Who you calling dirty Sherman. I see you opened it up to take a peek.


----------



## bobk (Apr 30, 2004)

fastwater said:


> Those are some rare great pics Bobk.
> You need to submit those to ODNR. Bet they would make the yearly handout law/rule booklet.


I may send them some. The pics off the camera have much better detail. I forwarded the pics off my phone and they aren't as crisp.








I think they are trying to peek in our windows now.


----------



## meats52 (Jul 23, 2014)

Nice pictures Bob. I've taken pictures of turkeys in my yard but I never got any of them breeding. That's something you don't see everyday, especially in your yard.


----------



## fastwater (Apr 1, 2014)

bobk said:


> I may send them some. The pics off the camera have much better detail. I forwarded the pics off my phone and they aren't as crisp.
> View attachment 233095
> 
> I think they are trying to peek in our windows now.


So you have 'peeping Toms' at your house.


----------



## DHower08 (Nov 20, 2015)
────────
* _Goal 1_
Count the lines in the records below that contain the string "helmet", and give only the number.

* _Provided records_
────────
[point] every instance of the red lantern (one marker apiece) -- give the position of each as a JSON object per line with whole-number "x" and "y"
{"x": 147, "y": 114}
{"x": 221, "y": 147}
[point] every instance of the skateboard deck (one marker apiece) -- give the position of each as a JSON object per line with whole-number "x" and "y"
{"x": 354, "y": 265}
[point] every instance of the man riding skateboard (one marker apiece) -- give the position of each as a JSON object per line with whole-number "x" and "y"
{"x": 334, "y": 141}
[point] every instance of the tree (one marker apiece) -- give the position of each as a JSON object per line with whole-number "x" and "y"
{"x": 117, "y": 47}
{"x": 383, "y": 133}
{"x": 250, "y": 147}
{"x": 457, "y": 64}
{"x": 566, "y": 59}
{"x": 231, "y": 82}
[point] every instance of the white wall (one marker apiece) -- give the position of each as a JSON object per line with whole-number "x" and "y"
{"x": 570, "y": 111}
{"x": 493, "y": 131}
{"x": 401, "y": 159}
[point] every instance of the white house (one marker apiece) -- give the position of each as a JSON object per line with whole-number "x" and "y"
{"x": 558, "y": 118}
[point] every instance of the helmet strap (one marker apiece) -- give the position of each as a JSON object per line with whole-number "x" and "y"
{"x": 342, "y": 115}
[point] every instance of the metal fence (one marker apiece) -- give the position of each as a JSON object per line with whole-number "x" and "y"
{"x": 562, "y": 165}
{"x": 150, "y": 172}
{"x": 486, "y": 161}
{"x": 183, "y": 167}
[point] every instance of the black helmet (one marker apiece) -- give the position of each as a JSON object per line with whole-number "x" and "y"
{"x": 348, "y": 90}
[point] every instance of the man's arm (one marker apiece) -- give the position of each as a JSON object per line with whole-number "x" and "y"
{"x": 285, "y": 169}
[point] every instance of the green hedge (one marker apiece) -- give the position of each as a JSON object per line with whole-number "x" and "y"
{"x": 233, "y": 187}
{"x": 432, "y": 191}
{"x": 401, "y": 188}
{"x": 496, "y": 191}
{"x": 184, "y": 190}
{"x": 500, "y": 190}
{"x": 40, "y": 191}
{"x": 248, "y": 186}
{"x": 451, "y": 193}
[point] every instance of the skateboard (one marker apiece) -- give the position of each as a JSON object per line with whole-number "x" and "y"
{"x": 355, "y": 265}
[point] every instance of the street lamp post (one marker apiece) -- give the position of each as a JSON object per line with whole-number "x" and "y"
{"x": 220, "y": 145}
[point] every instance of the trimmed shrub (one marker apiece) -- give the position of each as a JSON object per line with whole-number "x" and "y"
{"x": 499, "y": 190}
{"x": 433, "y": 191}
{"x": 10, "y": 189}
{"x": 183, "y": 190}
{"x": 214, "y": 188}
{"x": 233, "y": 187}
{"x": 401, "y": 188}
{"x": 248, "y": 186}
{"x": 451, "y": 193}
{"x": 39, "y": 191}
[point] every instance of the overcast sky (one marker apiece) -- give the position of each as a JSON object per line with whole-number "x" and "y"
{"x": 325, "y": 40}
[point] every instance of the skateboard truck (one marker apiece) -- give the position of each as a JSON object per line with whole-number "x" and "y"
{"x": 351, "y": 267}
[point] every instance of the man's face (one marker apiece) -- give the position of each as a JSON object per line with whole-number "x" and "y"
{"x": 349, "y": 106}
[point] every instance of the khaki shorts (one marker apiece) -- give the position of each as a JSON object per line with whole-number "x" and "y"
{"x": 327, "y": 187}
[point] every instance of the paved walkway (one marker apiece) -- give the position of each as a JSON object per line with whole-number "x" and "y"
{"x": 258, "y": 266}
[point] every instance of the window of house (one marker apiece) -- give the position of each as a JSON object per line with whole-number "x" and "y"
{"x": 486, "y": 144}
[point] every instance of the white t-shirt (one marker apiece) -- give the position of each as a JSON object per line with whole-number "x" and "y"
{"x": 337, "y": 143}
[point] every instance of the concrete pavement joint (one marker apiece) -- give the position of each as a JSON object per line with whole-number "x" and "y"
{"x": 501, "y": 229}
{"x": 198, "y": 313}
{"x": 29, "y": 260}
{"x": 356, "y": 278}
────────
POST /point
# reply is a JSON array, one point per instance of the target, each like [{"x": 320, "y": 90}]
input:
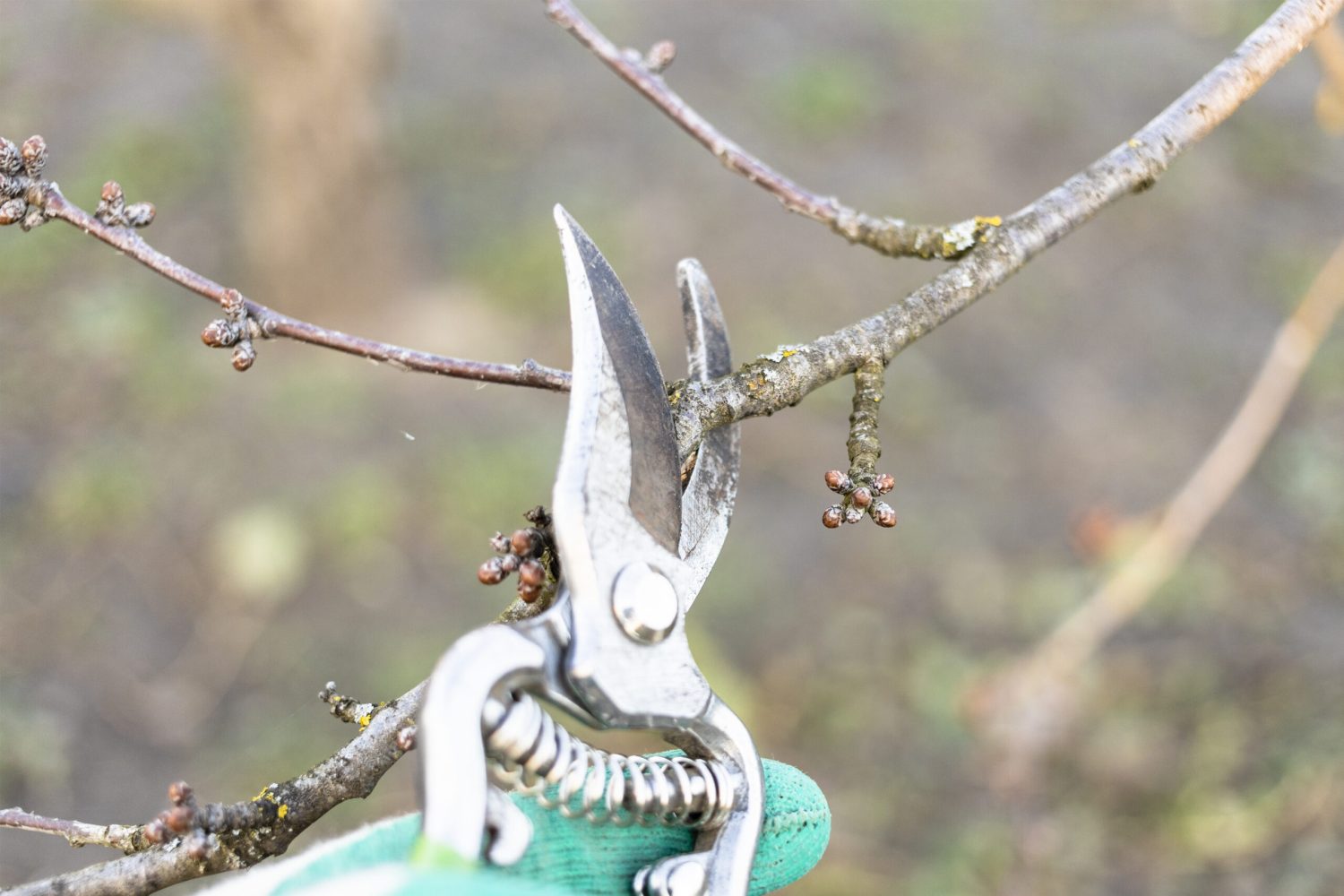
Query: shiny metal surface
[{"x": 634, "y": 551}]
────────
* _Goal 2_
Answer these questions using the forum thread about the turkey pictures.
(a) Where does fastwater suggest bobk submit the pictures?
(b) According to bobk, why are the pictures he forwarded not as crisp?
(c) What has meats52 never gotten pictures of turkeys doing?

* _Exercise output 1_
2

* _Exercise output 2_
(a) To ODNR.
(b) He forwarded the pictures from his phone, while the pictures from the camera have much better detail.
(c) Breeding.